━━━ EXTRACT

Hi i just did this.. thanks a lot for the tutorial

Steps I took;

1 - Search '1536x1024' on google
2 - Download image (if not png then install IrfanView, save as wallpaper.png)
3 - Rename wallpaper.png as wallpaper (removed .png)
4 - Connect TP, transfered wallpaper file to my SDCARD:\ (anywhere)
5 - Disconnect TP, run 'Root Explorer (I have v2.16)'
6 - On top Click on 'Mount R/W' once to change 'Mounted as r/o' to 'Mounted as r/w'(dont know if necessary)
7 - Navigate to sdcard folder, find your wallpaper file, hold and select 'Copy'
8 - Navigate back to data, then data again, then com.android.settings, then files folder
9 - Clicked on 'Paste'... overwrite = Yes
10 - Hold click on new overwrited wallpaper, choose Permission
11 - Set as your previous wallpaper permission;
_______ Read	Write	Execute
Owner	Y Y Y
Group	Y Y Y
Others N N Y

rest blank

12 - Hit ok
13 - Restart TP
14 - Worked... (for me atleast)


----------



## zondajag (Aug 22, 2011)

thomas1097 said:


> I've tried what you instructed to do but does not work. When I go into */com.android.settings/files/ there is no "wallpaper" file in the folder to replace. I renamed the image to "wallpaper" without the png ext and just placed it in the /files/ folder and nothing happens. I've fixed the permissions, converted the image to 1536x1024, etc. What am I missing after step 3?


Did you have a live wallpaper applied before by any chance? Perhaps the wallpaper file only exists when a wallpaper is applied.


----------



## thomas1097 (Oct 15, 2011)

hotshotz79 said:


> Hi i just did this.. thanks a lot for the tutorial
> 
> Steps I took;
> 
> ...


Yea, I did all of that exactly but it still doesnt work for me...=/ I think the problem is because when I navigate to /data/data/com.android.settings/files/ there was nothing in that folder to begin with so I could not replace anything, I just put the wallpaper file in there. Was there a wallpaper file already in yours?


----------



## thomas1097 (Oct 15, 2011)

━━━━━━

- _THE REQUEST_
Write out the wallpaper thread word for word between "1 - Search '1536x1024'" and "wallpaper (removed .png)", inclusive.

━━━ ROWS

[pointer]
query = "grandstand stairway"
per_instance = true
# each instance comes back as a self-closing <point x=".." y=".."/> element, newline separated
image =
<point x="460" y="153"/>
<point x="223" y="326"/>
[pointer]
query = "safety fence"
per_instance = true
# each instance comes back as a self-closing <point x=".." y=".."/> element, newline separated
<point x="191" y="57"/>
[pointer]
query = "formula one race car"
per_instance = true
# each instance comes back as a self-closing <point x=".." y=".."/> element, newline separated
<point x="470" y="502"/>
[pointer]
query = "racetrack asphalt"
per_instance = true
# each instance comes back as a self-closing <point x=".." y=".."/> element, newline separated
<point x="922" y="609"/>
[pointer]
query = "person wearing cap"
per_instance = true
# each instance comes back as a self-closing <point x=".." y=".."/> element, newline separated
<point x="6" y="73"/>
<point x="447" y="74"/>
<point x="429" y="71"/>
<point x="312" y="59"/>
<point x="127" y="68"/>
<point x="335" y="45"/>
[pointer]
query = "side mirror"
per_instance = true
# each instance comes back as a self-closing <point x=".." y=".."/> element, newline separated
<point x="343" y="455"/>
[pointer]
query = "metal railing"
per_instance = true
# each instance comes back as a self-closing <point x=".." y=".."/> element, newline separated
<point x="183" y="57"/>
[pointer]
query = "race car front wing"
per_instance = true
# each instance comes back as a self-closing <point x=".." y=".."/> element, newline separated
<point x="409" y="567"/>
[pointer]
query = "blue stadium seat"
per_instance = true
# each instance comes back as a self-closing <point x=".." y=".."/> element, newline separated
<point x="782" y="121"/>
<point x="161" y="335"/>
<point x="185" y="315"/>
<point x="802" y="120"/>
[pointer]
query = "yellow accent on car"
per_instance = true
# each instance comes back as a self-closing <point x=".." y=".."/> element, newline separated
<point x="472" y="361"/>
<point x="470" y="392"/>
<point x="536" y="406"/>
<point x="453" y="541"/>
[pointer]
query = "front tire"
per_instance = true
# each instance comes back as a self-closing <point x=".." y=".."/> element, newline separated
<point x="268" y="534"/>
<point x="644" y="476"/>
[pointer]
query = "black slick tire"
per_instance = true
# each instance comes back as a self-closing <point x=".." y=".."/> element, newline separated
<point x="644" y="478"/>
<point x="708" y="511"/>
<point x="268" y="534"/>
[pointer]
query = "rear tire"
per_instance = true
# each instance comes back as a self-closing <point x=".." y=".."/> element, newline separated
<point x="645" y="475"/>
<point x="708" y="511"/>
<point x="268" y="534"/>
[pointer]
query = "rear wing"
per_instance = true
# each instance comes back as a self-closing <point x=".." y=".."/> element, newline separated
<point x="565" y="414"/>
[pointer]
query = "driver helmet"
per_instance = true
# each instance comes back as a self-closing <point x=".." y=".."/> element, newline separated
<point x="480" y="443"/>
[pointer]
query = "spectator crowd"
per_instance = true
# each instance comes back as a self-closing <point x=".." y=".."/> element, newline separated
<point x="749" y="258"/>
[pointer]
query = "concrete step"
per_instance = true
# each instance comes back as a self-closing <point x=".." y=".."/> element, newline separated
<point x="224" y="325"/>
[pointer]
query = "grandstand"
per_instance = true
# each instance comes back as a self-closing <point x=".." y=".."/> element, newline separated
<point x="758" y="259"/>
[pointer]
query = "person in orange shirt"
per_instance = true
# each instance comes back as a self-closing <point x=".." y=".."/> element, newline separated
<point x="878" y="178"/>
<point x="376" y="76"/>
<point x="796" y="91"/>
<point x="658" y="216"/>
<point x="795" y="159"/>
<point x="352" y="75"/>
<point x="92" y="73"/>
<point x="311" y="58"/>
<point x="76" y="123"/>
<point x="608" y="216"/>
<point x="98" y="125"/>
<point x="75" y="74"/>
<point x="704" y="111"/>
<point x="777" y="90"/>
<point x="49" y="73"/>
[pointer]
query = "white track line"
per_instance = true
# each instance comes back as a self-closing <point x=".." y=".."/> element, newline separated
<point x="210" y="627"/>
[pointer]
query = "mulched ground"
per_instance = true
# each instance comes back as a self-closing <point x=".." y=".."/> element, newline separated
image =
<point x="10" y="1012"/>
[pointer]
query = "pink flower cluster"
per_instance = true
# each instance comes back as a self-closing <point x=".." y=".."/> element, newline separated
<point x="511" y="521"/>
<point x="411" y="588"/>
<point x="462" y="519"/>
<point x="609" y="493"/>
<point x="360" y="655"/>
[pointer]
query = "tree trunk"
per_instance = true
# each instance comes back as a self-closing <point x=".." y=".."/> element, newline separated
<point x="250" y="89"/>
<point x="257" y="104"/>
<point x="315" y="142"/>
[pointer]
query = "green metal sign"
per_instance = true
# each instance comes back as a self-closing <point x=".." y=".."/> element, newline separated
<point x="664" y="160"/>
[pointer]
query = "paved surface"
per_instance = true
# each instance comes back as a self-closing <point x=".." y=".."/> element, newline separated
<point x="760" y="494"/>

━━━━━━

- _FULL ANSWER_
1 - Search '1536x1024' on google
2 - Download image (if not png then install IrfanView, save as wallpaper.png)
3 - Rename wallpaper.png as wallpaper (removed .png)